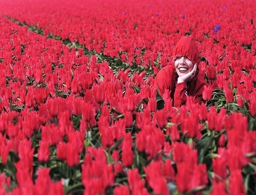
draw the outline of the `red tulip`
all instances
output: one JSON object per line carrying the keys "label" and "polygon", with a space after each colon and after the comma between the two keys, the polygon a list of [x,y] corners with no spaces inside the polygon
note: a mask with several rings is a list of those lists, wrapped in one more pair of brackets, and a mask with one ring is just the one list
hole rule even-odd
{"label": "red tulip", "polygon": [[41,161],[47,162],[49,157],[49,144],[47,141],[39,141],[38,158]]}

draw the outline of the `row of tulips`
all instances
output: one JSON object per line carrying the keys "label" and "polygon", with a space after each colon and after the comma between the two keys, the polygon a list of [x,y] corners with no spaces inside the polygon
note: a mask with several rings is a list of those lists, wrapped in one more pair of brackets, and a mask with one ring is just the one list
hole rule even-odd
{"label": "row of tulips", "polygon": [[253,193],[253,50],[241,51],[252,60],[242,67],[243,57],[202,63],[207,105],[177,110],[164,96],[158,110],[145,72],[114,74],[96,56],[1,22],[2,193]]}
{"label": "row of tulips", "polygon": [[[154,67],[155,72],[159,63],[172,63],[172,50],[180,35],[191,34],[213,69],[220,57],[223,65],[238,68],[241,64],[236,60],[245,60],[245,70],[255,62],[253,0],[1,2],[2,14],[42,28],[46,35],[77,40],[97,53]],[[14,5],[17,9],[13,9]]]}

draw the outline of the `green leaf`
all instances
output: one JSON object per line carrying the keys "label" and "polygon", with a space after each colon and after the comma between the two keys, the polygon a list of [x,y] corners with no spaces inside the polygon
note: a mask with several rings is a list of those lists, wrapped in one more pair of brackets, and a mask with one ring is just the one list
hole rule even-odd
{"label": "green leaf", "polygon": [[114,146],[111,147],[109,151],[112,152],[114,150],[115,150],[117,148],[117,147],[119,146],[119,144],[120,144],[120,143],[123,141],[123,138],[122,138],[121,139],[116,141],[115,144],[114,144]]}
{"label": "green leaf", "polygon": [[205,157],[205,155],[208,150],[213,144],[214,138],[210,136],[206,136],[201,139],[196,146],[199,155],[199,163],[203,163]]}

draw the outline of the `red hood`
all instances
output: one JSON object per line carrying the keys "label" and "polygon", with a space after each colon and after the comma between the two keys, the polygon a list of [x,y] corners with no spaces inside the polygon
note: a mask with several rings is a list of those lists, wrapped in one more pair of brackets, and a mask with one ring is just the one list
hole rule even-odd
{"label": "red hood", "polygon": [[182,36],[174,48],[173,56],[174,60],[177,56],[188,57],[193,64],[196,63],[198,65],[200,57],[195,38],[191,35]]}

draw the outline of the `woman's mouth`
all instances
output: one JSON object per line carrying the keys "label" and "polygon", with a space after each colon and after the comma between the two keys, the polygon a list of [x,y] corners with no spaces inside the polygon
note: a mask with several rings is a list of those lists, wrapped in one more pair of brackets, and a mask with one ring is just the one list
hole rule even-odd
{"label": "woman's mouth", "polygon": [[188,70],[188,68],[185,67],[180,67],[178,68],[179,71],[180,72],[185,72]]}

· · · · · · ·

WHAT TO WORK ON:
Extract every line of the records above that contains the string "mouth".

ANSWER FOR THIS EXERCISE:
draw the outline of the `woman's mouth`
{"label": "woman's mouth", "polygon": [[188,70],[188,68],[185,67],[180,67],[178,68],[179,71],[180,72],[185,72]]}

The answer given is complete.